** start **
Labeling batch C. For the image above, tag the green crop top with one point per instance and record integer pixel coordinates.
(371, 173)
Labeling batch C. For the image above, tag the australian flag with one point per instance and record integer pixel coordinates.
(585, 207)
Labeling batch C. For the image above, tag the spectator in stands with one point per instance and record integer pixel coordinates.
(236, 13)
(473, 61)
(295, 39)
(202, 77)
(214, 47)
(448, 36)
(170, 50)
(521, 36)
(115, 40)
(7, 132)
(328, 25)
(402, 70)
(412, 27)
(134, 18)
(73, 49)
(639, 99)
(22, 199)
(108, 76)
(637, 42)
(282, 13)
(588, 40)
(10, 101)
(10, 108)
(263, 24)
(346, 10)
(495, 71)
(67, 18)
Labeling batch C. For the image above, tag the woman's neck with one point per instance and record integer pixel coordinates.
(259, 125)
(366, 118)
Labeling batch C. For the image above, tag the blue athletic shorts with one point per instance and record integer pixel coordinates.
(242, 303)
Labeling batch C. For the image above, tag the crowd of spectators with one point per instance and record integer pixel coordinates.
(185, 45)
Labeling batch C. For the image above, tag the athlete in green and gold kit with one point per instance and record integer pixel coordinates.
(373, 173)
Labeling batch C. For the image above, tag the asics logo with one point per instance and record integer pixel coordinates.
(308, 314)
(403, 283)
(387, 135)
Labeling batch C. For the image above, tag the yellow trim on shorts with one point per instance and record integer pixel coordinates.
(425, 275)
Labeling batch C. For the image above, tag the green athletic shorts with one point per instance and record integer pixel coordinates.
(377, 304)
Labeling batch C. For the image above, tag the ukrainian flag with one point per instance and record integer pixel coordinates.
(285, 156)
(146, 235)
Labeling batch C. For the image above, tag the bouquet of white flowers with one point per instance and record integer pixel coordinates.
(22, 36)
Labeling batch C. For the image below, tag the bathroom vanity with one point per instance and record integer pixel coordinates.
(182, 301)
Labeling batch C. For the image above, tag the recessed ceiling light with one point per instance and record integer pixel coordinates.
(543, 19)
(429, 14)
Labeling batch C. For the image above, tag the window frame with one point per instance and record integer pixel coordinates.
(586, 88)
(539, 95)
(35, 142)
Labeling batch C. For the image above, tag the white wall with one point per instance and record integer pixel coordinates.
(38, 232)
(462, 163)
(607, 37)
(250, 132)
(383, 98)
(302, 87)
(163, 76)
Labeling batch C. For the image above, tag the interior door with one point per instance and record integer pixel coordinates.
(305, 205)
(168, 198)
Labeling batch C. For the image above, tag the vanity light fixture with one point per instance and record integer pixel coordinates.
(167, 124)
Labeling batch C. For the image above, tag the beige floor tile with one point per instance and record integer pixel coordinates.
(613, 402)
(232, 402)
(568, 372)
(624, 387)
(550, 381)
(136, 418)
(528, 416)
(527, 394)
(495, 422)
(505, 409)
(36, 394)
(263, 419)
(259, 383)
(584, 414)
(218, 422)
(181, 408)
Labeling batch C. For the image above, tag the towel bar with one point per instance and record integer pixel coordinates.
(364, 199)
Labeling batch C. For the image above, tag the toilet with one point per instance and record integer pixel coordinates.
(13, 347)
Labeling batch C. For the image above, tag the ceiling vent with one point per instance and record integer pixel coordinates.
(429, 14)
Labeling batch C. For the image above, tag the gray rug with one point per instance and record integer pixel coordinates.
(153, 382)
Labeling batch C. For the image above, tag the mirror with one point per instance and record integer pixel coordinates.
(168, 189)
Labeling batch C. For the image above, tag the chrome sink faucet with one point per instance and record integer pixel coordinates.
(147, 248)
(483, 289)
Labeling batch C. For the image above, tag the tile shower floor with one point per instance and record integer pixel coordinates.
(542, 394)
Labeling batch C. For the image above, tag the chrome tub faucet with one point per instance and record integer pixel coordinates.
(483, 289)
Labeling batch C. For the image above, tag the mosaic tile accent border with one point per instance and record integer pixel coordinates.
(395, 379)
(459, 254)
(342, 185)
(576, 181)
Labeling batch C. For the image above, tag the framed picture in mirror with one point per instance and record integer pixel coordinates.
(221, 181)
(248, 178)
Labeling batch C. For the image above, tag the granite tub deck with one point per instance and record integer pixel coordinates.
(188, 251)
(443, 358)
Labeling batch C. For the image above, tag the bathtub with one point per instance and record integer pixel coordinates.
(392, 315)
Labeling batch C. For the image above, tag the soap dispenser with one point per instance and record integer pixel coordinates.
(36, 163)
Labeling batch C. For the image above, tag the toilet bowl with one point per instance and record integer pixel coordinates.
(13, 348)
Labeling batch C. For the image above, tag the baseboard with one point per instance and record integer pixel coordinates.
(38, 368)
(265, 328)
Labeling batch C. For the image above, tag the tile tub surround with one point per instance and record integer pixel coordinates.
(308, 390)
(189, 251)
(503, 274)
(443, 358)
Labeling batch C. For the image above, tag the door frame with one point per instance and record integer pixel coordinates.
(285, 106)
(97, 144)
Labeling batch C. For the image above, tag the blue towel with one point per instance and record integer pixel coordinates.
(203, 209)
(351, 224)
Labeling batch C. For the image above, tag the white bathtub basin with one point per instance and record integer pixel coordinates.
** end **
Exercise directions: Go through the records above and set each one down exactly, please.

Exercise solution:
Labeling batch C. For the image above, tag the green crop top with one point per instance and record integer pixel coordinates.
(371, 173)
Labeling batch C. For the image above, tag the australian flag with one point per instance and record integer pixel coordinates.
(585, 207)
Labeling batch C. For the image above, tag the spectator in stands with one point per instance and record integer pixel coordinates.
(236, 13)
(473, 61)
(295, 39)
(202, 77)
(214, 47)
(448, 36)
(170, 50)
(521, 36)
(115, 40)
(7, 132)
(328, 25)
(402, 70)
(412, 27)
(134, 18)
(73, 49)
(639, 99)
(22, 199)
(108, 76)
(637, 42)
(282, 13)
(588, 40)
(10, 101)
(10, 108)
(263, 24)
(346, 10)
(495, 71)
(67, 18)
Labeling batch C. For the image above, tag the woman's neck with one point per instance and record integer pixel coordinates.
(259, 125)
(366, 118)
Labeling batch C. For the image above, tag the blue athletic shorts with one point per instance and record integer pixel coordinates.
(242, 303)
Labeling batch C. For the image above, tag the crowd of spectators with one point per instance and record integer pixel coordinates.
(185, 45)
Labeling batch C. For the image above, tag the athlete in green and gold kit with one point per instance and record integer pixel coordinates.
(373, 173)
Labeling batch C. For the image above, tag the asics logo with one point per instance and record integer pixel coordinates.
(308, 314)
(403, 283)
(387, 135)
Labeling batch C. For the image above, tag the yellow trim on shorts with one point per instance and record integer pixel coordinates.
(425, 275)
Labeling batch C. For the image above, tag the green athletic shorts with one point per instance and record integer pixel coordinates.
(377, 304)
Labeling batch C. For the image above, tag the ukrainian flag with one point per instance and record integer pixel coordinates.
(285, 156)
(146, 235)
Labeling batch C. For the image above, tag the bouquet of white flowers with one point per instance and record integer pixel coordinates.
(22, 36)
Labeling batch C. For the image below, tag the bathroom vanity with one point per instance and record integer pixel coordinates.
(182, 301)
Labeling batch C. For the image above, tag the recessed ceiling light with one point per instance and record integer pixel coordinates.
(543, 19)
(429, 14)
Labeling batch C. For the image above, tag the window frame with one point per instance and record integer pixel coordinates.
(586, 88)
(539, 95)
(35, 142)
Labeling batch C. For the image above, tag the white wall with one point per instance and record integer pixel coordinates.
(38, 232)
(462, 163)
(607, 37)
(250, 132)
(383, 98)
(302, 87)
(163, 76)
Labeling batch C. For the image above, tag the interior door with one point per instance and record integer pixel coordinates.
(305, 205)
(168, 198)
Labeling batch C. For the image above, tag the vanity light fixture with one point per instance and record integer pixel coordinates.
(167, 124)
Labeling batch C. For the image above, tag the beige floor tile with one point per instance and record integer pixel coordinates.
(613, 402)
(232, 402)
(568, 372)
(624, 387)
(550, 381)
(136, 418)
(528, 416)
(527, 394)
(495, 422)
(505, 409)
(36, 394)
(263, 419)
(259, 383)
(584, 414)
(218, 422)
(181, 408)
Labeling batch C. For the image above, tag the towel bar with one point per instance and record integer pixel coordinates.
(364, 199)
Labeling batch C. For the image above, tag the toilet with one point per instance and record integer pixel coordinates.
(13, 347)
Labeling batch C. For the image above, tag the ceiling vent with one point per instance and record integer pixel coordinates.
(429, 14)
Labeling batch C. For the image above, tag the gray rug with one point per instance and record integer pixel coordinates.
(153, 382)
Labeling batch C. For the image above, tag the mirror with one point per instance and record integer pixel coordinates.
(168, 189)
Labeling batch C. For the image above, tag the chrome sink faucet with one point per instance and record integer pixel coordinates.
(147, 248)
(483, 289)
Labeling batch C. For the image above, tag the tile shower floor with one point per instance and record integer pixel coordinates.
(542, 394)
Labeling batch C. For the image above, tag the chrome tub faucet with one point per instance and record integer pixel coordinates.
(483, 289)
Labeling batch C. For the image above, tag the mosaic tile accent border with one point per instance and record integer pixel coordinates.
(395, 379)
(459, 254)
(342, 185)
(576, 181)
Labeling batch C. For the image above, tag the framed picture in mirror with one point per instance and record integer pixel coordinates.
(221, 181)
(248, 178)
Labeling batch C. For the image above, tag the granite tub deck with one point per instance and record integer pixel coordinates.
(188, 251)
(443, 358)
Labeling batch C. For the image above, tag the bathtub with one point per instance and record integer pixel coordinates.
(392, 315)
Labeling batch C. For the image above, tag the soap dispenser with one point per instance and record integer pixel coordinates.
(36, 163)
Labeling batch C. For the image above, tag the toilet bowl with one point per instance and record integer pixel coordinates.
(13, 348)
Labeling batch C. For the image above, tag the baseboard with one point per instance and record integer pixel coordinates.
(38, 368)
(265, 328)
Labeling batch C. For the image above, tag the tile tub surround with one point per instance and record integer pixel coordinates.
(308, 390)
(189, 251)
(503, 274)
(443, 358)
Labeling batch C. For the image above, tag the door frame with one point per instance and record integer pixel coordinates.
(285, 106)
(97, 144)
Labeling batch C. For the image above, tag the blue towel with one point per instance and record integer pixel coordinates.
(203, 209)
(351, 224)
Labeling batch C. For the image above, tag the white bathtub basin with one point per instance and record integer pixel coordinates.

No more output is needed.